**Task objective:** Scale the rows starting with the line containing "Q: What is the bounding box of the breakwater" and going on through the line containing "0 121 200 150". Rewrite only those lines, requests included, with every coordinate in the answers multiplied by 1.05 and rounded to a whole number, halves rounded up.

[Coordinate annotation rows]
** BEGIN **
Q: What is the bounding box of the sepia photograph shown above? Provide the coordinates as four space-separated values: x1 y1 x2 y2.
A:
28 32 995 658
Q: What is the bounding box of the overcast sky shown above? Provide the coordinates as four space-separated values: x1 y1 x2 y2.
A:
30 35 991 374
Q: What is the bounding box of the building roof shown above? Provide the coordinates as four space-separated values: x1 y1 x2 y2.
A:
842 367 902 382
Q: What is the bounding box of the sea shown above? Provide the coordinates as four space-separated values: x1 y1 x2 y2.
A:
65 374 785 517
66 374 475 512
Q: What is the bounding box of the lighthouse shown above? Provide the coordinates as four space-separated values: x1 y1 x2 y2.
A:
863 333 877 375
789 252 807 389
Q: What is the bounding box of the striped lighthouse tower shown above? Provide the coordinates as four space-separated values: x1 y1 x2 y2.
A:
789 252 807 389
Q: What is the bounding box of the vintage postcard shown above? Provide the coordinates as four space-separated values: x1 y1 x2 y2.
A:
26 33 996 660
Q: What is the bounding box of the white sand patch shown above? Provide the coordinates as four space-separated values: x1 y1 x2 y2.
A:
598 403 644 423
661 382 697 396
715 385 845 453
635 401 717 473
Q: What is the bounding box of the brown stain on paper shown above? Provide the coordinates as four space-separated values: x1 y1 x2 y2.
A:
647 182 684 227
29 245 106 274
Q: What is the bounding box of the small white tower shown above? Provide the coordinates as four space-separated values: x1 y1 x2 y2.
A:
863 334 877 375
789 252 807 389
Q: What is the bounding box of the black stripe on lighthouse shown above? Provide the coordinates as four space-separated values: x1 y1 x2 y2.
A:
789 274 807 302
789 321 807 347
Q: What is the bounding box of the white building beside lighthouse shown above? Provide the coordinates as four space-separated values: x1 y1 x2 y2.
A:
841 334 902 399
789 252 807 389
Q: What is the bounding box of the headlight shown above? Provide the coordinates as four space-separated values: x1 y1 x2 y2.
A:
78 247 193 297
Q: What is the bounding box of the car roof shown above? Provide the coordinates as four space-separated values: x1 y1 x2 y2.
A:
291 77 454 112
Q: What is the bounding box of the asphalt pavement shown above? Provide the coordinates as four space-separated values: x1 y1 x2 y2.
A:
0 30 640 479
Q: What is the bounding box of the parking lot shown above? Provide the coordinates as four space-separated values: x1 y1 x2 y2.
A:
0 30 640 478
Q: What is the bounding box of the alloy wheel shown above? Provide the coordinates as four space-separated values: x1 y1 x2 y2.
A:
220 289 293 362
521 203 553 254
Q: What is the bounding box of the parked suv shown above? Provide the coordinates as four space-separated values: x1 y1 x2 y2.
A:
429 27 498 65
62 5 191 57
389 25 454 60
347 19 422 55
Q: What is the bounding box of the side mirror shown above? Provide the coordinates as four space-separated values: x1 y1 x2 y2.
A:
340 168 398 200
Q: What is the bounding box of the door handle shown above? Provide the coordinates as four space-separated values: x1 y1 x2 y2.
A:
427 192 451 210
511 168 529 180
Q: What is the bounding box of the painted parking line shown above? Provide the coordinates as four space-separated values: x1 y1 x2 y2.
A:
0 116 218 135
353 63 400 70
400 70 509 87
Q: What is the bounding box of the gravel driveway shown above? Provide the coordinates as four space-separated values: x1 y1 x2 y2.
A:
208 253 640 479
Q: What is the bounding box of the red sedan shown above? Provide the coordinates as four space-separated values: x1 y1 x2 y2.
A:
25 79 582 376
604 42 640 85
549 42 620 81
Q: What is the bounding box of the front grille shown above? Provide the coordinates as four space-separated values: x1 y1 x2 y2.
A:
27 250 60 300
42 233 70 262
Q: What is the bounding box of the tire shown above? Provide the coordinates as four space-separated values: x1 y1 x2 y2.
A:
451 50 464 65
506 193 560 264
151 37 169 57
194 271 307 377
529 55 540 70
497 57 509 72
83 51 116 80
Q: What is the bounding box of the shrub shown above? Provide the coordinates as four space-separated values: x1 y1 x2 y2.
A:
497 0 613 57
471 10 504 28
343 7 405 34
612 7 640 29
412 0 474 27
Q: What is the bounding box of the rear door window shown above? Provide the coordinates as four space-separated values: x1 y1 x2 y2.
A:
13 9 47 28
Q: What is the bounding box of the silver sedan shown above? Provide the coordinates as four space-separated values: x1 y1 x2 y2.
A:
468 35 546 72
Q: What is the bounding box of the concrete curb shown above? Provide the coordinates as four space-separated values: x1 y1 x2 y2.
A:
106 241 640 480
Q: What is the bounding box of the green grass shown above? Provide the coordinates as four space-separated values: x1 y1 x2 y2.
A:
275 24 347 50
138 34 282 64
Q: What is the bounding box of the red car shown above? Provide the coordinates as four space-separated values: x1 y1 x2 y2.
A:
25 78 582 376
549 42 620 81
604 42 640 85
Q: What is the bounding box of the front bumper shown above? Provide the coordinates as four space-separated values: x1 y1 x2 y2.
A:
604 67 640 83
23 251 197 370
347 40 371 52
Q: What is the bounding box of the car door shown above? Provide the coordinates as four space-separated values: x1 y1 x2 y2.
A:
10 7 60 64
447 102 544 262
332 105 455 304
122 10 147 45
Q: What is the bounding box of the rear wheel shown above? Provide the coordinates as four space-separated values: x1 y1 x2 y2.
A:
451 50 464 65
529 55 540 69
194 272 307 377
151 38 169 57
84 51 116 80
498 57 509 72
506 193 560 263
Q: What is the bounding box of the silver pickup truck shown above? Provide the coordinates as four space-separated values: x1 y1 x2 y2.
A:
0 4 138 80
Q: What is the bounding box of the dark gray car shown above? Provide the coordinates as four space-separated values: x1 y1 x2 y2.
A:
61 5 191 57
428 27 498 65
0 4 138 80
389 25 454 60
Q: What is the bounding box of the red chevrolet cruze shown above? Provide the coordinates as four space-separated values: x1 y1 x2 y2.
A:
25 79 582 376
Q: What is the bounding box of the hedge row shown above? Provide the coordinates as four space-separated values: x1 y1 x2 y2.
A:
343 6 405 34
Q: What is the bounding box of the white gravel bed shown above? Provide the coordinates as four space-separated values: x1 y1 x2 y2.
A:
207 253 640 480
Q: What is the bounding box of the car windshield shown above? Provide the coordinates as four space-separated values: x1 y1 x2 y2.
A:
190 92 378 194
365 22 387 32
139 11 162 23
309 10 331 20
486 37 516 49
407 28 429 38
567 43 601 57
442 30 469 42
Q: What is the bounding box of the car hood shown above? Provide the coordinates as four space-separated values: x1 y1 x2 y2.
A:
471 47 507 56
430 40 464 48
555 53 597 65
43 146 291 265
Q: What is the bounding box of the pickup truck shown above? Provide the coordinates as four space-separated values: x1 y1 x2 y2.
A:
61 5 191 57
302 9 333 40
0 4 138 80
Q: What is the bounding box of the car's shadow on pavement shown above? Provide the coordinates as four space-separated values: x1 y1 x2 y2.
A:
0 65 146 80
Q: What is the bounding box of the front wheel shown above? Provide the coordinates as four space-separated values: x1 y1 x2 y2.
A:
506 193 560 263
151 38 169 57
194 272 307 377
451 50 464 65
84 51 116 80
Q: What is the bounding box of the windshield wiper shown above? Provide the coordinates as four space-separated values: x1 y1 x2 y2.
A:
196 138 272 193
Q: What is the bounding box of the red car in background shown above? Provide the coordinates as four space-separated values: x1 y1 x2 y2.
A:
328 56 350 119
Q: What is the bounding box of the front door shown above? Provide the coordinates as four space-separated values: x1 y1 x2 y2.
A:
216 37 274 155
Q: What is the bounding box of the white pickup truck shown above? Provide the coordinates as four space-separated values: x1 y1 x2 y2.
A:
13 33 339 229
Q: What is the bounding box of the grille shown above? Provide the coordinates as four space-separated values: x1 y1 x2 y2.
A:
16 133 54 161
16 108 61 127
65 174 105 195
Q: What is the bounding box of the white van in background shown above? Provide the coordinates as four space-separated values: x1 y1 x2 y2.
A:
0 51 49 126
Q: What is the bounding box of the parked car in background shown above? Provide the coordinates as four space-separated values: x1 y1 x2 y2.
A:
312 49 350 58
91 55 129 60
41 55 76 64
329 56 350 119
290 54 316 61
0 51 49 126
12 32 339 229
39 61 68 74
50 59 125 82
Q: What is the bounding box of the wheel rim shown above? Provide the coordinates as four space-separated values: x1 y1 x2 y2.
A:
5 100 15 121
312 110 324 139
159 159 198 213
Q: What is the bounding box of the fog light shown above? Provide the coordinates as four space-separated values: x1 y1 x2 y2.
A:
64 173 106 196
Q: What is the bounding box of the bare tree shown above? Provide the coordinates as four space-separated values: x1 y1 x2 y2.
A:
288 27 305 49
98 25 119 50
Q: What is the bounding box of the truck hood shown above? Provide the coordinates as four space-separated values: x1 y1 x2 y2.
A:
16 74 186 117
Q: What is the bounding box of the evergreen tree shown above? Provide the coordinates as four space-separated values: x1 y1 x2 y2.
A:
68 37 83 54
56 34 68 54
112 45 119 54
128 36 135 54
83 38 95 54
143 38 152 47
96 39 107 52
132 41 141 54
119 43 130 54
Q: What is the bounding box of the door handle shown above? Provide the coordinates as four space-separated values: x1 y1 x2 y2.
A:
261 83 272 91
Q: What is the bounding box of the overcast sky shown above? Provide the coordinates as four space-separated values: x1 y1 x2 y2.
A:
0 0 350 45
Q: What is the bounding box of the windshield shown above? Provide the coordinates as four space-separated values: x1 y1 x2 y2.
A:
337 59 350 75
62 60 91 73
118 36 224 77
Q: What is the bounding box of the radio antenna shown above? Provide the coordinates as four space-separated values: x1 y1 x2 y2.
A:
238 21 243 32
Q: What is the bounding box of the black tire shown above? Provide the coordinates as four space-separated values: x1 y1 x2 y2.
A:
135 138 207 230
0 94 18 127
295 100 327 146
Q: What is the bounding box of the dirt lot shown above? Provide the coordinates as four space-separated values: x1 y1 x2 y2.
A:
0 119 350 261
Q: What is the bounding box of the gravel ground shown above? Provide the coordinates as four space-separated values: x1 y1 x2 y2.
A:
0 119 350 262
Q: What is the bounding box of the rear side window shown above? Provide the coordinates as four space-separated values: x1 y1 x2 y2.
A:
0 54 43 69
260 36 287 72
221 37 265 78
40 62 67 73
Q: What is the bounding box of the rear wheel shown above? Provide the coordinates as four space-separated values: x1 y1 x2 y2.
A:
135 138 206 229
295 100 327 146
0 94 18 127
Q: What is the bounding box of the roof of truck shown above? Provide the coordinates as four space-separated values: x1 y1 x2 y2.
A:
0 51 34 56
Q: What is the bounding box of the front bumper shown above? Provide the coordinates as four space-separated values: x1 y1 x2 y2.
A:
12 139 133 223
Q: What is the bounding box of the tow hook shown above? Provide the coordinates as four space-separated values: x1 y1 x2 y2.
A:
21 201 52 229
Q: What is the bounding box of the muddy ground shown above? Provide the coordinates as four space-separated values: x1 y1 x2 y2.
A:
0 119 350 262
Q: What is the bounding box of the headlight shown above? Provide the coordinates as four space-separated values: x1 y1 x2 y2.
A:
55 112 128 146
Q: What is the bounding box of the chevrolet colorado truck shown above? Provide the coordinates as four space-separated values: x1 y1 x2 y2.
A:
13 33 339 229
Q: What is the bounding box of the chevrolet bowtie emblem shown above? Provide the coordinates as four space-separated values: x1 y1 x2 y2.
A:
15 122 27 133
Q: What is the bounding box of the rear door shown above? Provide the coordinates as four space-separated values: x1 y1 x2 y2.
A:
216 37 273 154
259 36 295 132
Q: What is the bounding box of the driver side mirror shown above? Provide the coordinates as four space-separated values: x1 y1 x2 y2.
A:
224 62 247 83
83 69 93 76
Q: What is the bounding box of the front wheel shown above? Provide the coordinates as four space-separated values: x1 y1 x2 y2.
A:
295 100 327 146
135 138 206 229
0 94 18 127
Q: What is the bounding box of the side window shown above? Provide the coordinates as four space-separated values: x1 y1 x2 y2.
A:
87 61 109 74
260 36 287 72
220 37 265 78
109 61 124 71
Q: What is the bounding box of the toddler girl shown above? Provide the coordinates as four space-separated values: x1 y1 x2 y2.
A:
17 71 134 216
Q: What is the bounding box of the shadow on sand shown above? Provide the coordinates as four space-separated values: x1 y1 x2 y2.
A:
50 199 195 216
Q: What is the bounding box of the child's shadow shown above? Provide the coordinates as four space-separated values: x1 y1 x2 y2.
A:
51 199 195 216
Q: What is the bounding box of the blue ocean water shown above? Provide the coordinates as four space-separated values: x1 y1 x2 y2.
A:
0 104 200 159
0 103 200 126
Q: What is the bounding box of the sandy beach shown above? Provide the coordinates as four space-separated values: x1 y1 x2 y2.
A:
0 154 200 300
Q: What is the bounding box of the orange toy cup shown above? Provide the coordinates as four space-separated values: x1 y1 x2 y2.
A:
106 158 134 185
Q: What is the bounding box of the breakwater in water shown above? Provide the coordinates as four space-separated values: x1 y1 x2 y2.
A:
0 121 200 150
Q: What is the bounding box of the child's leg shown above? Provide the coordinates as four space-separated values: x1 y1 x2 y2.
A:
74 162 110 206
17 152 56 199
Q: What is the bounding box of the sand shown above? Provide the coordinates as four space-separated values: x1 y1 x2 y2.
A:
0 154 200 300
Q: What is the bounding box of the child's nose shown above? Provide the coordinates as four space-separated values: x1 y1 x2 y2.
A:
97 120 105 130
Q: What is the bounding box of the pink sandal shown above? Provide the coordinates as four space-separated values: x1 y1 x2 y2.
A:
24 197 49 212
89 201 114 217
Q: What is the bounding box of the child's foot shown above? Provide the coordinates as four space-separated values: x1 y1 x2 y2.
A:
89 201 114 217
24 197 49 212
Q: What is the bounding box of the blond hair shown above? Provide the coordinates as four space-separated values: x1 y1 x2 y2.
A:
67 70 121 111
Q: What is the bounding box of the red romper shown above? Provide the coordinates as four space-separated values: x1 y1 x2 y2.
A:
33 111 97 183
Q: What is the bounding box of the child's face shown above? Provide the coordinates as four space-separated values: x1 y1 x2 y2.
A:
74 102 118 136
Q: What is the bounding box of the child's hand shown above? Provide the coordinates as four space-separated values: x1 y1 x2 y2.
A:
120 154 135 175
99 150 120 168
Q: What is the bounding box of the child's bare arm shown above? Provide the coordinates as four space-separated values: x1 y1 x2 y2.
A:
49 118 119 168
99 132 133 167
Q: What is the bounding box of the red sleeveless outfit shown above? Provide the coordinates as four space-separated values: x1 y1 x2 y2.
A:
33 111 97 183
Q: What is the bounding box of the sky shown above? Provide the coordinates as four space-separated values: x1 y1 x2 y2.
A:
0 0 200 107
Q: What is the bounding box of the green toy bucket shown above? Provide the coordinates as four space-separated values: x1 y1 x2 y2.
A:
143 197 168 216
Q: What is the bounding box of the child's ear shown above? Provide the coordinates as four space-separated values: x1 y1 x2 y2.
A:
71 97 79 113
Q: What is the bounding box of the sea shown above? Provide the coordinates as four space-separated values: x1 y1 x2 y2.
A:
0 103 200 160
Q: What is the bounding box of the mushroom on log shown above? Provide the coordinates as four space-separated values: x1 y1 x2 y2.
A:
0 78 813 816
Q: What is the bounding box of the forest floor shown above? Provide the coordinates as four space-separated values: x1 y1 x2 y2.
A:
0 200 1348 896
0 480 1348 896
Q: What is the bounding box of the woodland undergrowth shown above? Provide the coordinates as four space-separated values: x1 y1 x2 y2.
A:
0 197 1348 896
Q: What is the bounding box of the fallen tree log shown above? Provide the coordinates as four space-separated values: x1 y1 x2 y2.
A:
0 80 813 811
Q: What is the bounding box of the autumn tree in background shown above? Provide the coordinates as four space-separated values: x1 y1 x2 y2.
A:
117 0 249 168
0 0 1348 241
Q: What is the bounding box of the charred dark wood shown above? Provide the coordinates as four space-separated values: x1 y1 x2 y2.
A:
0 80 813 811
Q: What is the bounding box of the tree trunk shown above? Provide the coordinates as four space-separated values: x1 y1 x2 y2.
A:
** END **
**Right answer:**
Q: What is the bounding box of the breakwater in water shown above? Provide the coordinates as four space-separated values: x1 y1 x2 y2.
A:
0 127 210 158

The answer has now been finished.